Collected data entries:
▼

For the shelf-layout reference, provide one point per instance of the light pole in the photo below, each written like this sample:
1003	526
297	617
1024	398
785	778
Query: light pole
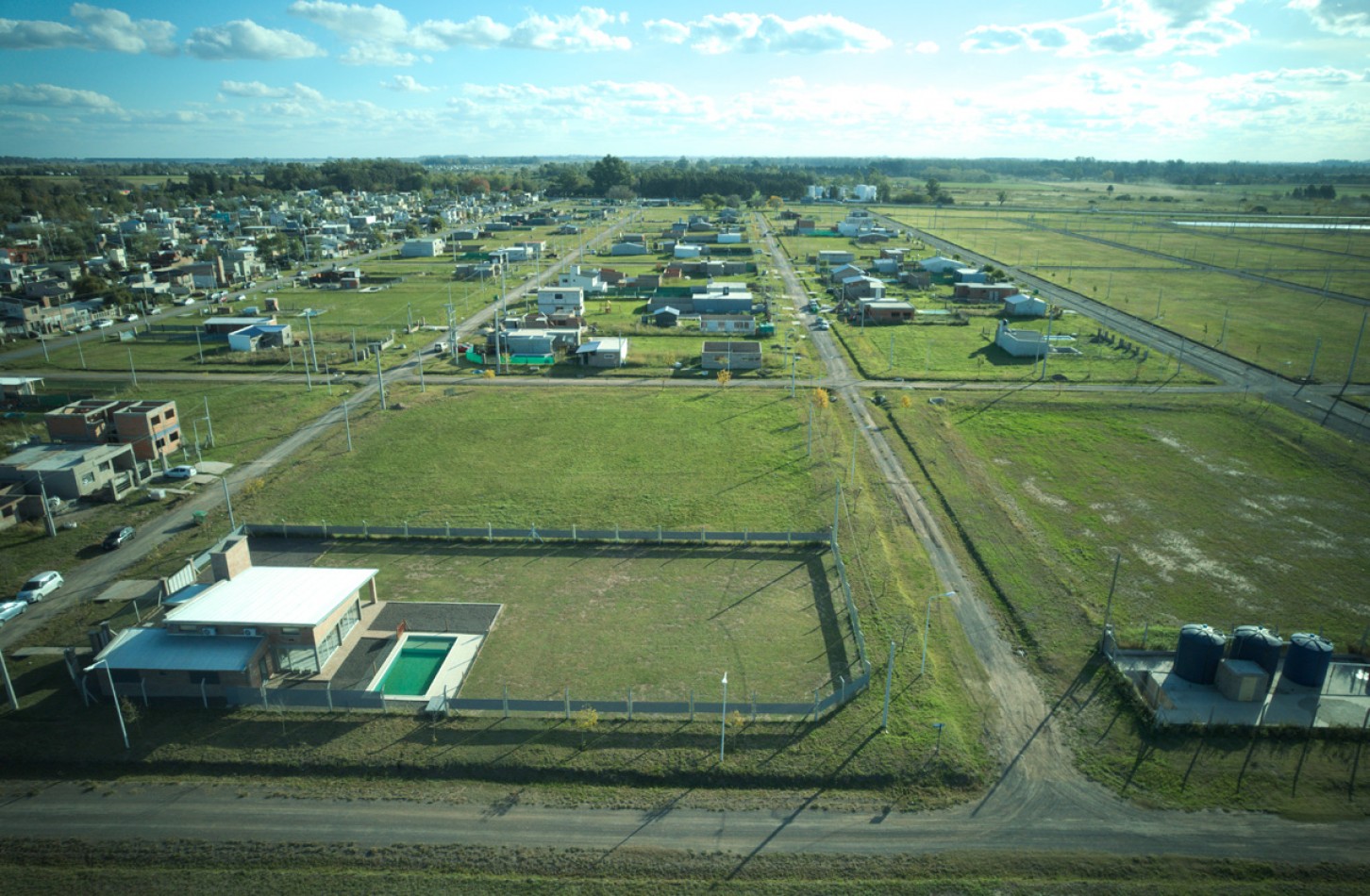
722	722
927	625
112	696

▲

> _DIRECTIVE_:
Lay out the lines above as a JSON list of strings, one string per line, leaving out blank lines and the picture.

> _ANSWER TO THE PROBLEM_:
[
  "For the shelf-layout reference, provide one point per instance of the light pole in the photo below, each written like this sample:",
  "1003\t526",
  "297\t617",
  "1024\t398",
  "785\t778",
  "Query: light pole",
  "722\t722",
  "927\t625",
  "112\t696"
]